THE REQUEST:
Rewrite all of the data below, changing "evenodd fill-rule" to "nonzero fill-rule" everywhere it occurs and keeping everything else identical. Omit the pictures from your answer.

AVAILABLE DATA:
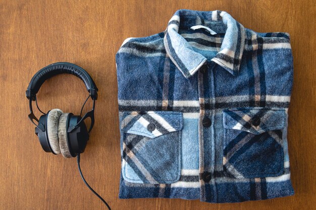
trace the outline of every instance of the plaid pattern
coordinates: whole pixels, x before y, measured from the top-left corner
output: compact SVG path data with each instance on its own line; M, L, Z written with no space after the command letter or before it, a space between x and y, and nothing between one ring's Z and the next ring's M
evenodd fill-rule
M122 118L125 179L134 183L152 184L178 180L182 113L127 112ZM152 124L154 129L148 130L147 126ZM159 152L153 153L157 149Z
M198 25L216 34L190 29ZM165 31L126 39L116 62L120 198L228 202L294 193L288 34L255 32L223 11L181 10Z

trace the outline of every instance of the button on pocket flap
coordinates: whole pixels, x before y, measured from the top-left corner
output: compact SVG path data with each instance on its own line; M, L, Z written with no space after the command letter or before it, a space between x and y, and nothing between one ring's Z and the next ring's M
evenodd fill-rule
M121 129L123 132L154 138L182 129L181 112L125 112Z
M258 134L285 126L285 110L280 108L251 107L224 110L224 125L227 129L242 130Z

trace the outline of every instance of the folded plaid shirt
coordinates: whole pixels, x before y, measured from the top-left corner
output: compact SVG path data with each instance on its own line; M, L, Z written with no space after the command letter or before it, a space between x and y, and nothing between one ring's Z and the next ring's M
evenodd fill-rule
M116 55L121 198L241 202L293 194L286 33L226 12L176 12Z

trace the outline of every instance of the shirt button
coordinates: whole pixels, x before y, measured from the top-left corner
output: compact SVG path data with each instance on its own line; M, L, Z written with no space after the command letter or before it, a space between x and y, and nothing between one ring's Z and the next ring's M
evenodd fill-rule
M200 68L201 72L203 74L204 74L207 71L207 65L204 64Z
M203 121L202 121L202 124L203 126L208 127L210 126L212 122L208 117L204 117L204 119L203 119Z
M208 182L210 181L210 179L212 178L212 175L210 173L207 172L204 172L202 175L202 177L203 178L203 181L205 182Z
M257 126L260 124L260 118L258 117L255 117L251 121L252 124L255 126Z
M154 124L153 124L153 123L149 123L149 124L148 124L147 126L147 129L149 131L153 131L153 130L154 130L155 127L156 127L156 126L155 126Z

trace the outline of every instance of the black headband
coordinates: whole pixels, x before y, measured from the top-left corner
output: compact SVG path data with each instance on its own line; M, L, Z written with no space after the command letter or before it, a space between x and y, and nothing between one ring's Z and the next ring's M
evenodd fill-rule
M77 65L65 62L51 64L37 72L33 76L27 87L26 97L35 101L36 94L44 82L55 75L61 74L69 74L79 78L86 86L91 98L97 99L98 89L89 74Z

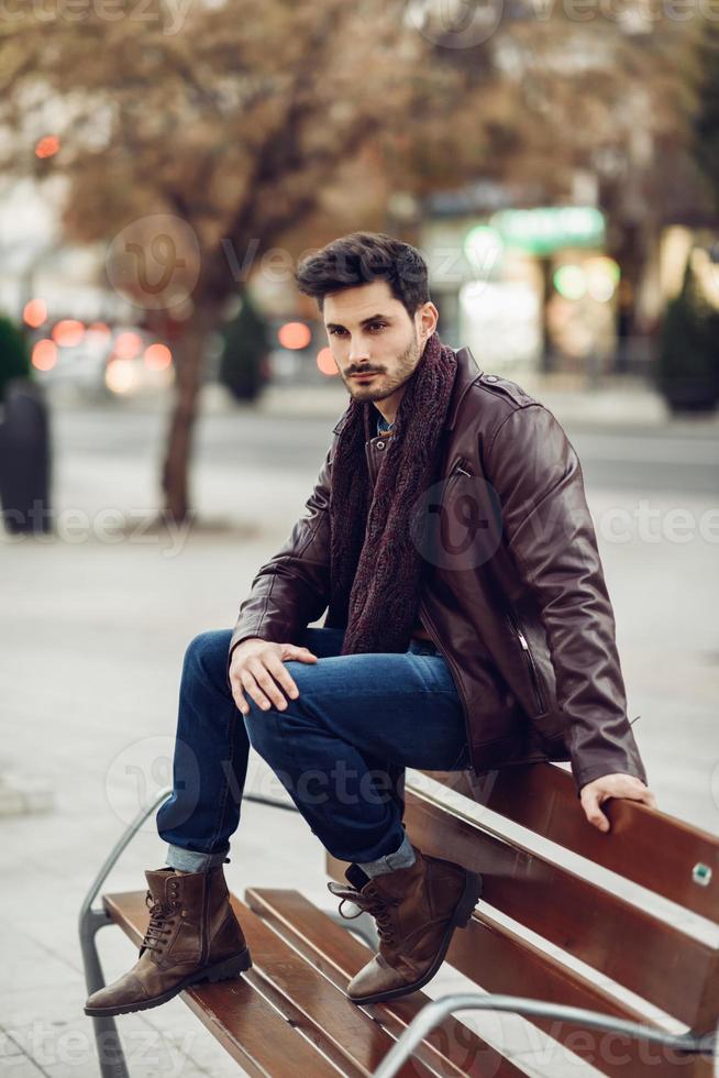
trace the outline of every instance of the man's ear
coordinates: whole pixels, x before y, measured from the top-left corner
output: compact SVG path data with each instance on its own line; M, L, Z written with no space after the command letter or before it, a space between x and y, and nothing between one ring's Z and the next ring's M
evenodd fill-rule
M429 301L423 304L419 310L419 334L422 340L427 341L432 336L436 329L436 323L440 318L440 312L433 302Z

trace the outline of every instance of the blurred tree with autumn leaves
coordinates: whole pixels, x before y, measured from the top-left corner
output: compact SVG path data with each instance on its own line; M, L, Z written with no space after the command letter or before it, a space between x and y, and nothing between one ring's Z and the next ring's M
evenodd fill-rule
M478 34L425 0L56 0L3 20L0 169L62 176L67 235L107 242L110 283L175 326L174 520L191 512L208 334L273 249L384 228L392 193L477 177L551 200L577 170L604 173L620 215L629 185L652 196L638 127L684 145L690 29L638 37L566 4L496 3ZM60 148L37 162L49 134Z

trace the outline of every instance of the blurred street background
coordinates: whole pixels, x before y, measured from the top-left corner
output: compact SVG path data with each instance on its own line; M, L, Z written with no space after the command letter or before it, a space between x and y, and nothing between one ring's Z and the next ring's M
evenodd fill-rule
M417 244L443 340L564 425L651 787L717 834L710 4L53 0L0 25L0 1075L98 1074L79 906L169 781L187 644L231 627L347 404L292 283L345 232ZM250 788L281 795L254 756ZM163 861L151 821L112 889ZM287 813L247 805L226 869L330 905ZM132 947L104 937L114 977ZM236 1074L177 1000L121 1032L135 1078ZM485 1032L534 1072L526 1023Z

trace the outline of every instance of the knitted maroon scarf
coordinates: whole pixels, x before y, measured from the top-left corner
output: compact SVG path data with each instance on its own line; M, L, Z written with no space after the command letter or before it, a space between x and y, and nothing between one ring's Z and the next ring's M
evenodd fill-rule
M346 626L342 654L409 647L423 569L413 509L436 480L456 369L454 352L433 333L407 382L374 492L365 443L376 437L377 414L369 402L354 399L345 414L332 464L327 617L328 625Z

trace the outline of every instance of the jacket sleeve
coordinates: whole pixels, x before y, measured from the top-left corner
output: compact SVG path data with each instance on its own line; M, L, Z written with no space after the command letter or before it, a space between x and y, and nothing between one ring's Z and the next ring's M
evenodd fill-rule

CORRECT OUTPUT:
trace the outline of every instance of the plaid pattern
coordinates: whole pixels, x before y, measured from the top-left corner
output: compact SVG path data with each instance on its own line; M, L, Z written with no space after the command letter or before it, a space between x and y, and nothing between one ring's Z and the next ring's M
nonzero fill-rule
M122 118L125 179L134 183L152 184L178 180L182 113L127 112ZM152 124L154 129L148 130L147 126ZM159 152L153 153L157 149Z
M198 25L216 34L190 29ZM165 31L126 39L116 62L120 198L228 202L294 193L288 34L255 32L223 11L181 10Z

trace the outline of every instance of the button on pocket flap
coordinates: whole pixels, x before y, measured from the top-left corner
output: compact SVG path data with each instance on its own line; M, L, Z written with no space after the command letter or before it, a space between x and y, and nothing between one ring's Z and the next ring's M
nonzero fill-rule
M121 129L123 132L154 138L182 129L181 112L125 112Z
M258 134L285 126L285 110L280 108L251 107L224 110L224 125L227 129L242 130Z

trace the outline of every instance of the folded plaid shirt
coordinates: whole pixels, x before y, measured from the top-left corner
output: compact SVG path data with each instance on its own line; M, L, Z written with no space after the command letter or before it, a space between x and y, and nothing between one ring's Z and the next ring's M
nonzero fill-rule
M116 55L121 198L241 202L293 194L286 33L226 12L176 12Z

trace the outline of every instance of the shirt button
coordinates: whole pixels, x before y, measured from the top-left corner
output: compact SVG path data with each instance on its own line; M, L, Z written with no space after the command letter or before it, a space between x and y, and nothing between one ring's Z and the next ring's M
nonzero fill-rule
M200 68L201 72L203 74L204 74L207 71L207 65L204 64Z
M203 121L202 121L202 124L203 126L208 127L210 126L212 122L208 117L204 117L204 119L203 119Z
M208 182L210 181L210 179L212 178L212 175L210 173L207 172L204 172L202 175L202 177L203 178L203 181L205 182Z
M257 126L260 124L260 118L258 117L255 117L251 121L252 124L255 126Z
M154 124L153 124L153 123L149 123L149 124L148 124L147 126L147 129L149 131L153 131L153 130L154 130L155 127L156 127L156 126L155 126Z

trace the outline of every instance of the black headband
coordinates: whole pixels, x before y, measured from the top-left corner
output: compact SVG path data with each instance on its own line; M, L, Z written with no space after the command letter or before it, a space between x and y, and nothing between one ring's Z and the next ring's M
nonzero fill-rule
M77 65L65 62L51 64L37 72L33 76L27 87L26 97L35 101L36 94L44 82L55 75L61 74L69 74L79 78L86 86L91 98L97 99L98 89L89 74Z

trace the outline of every instance of the man's ear
coordinates: whole pixels, x before y, measured from the top-left corner
output: compact SVG path data with each instance on its own line; M, L, Z written with no space after the command letter or before it, a space between x and y, and nothing between one ring's Z and the next ring's M
nonzero fill-rule
M429 301L423 304L419 310L419 334L422 340L427 341L432 336L436 329L436 323L440 318L440 312L433 302Z

trace the outline of every instance of the blurred tree with autumn leaves
coordinates: whole pixels, x before y, measured from the top-left corner
output: compact SVG path data with each instance on its own line; M, L, Z written with no space after the command letter or before it, a space between x and y, and nothing between one ring's Z and the next ring's M
nonzero fill-rule
M478 34L425 0L56 0L3 20L0 169L62 176L67 235L107 242L110 283L175 326L174 520L191 512L208 334L273 249L384 228L392 193L477 177L551 200L577 170L604 173L620 215L629 185L652 196L638 127L684 145L690 29L638 37L566 4L496 3ZM60 148L37 162L49 134Z

trace the outline of every instance of the blurred street background
coordinates: whole pixels, x before y, measured from the top-left corner
output: compact SVG path data with each instance on its own line; M, L, Z written with no space after the command letter or before it, a space between x and y, and nothing between one ring's Z and the next ring's M
nonzero fill-rule
M417 244L443 340L564 425L651 787L717 834L710 4L53 0L0 25L0 1075L98 1074L79 906L169 781L187 644L231 627L347 404L292 283L345 232ZM250 788L281 795L254 756ZM163 861L151 821L112 889ZM287 813L247 805L226 869L330 905ZM132 947L104 937L114 977ZM236 1074L177 1000L121 1032L135 1078ZM485 1032L534 1072L526 1023Z

trace the outline of every instance of the knitted maroon scarf
coordinates: whole pixels, x before y, measured from the top-left corner
output: compact SVG path data with each instance on its own line; M, L, Z written with no space after the command letter or before it, a space between x and y, and nothing between one ring's Z and the next ring's M
nonzero fill-rule
M346 626L342 654L409 647L423 569L413 509L436 480L456 369L454 352L433 333L407 382L374 492L365 443L376 437L377 414L369 402L354 399L345 414L332 464L327 617L328 625Z

trace the outline of every instance of the jacket sleeve
coordinates: whole pixels, x before y, measured from the top-left corner
output: compact SVG path data with each instance on its own line; M, L, Z written with no space after the command letter or before it, a space between x and y, and nothing between one ring's Z and the next ring's M
nonzero fill-rule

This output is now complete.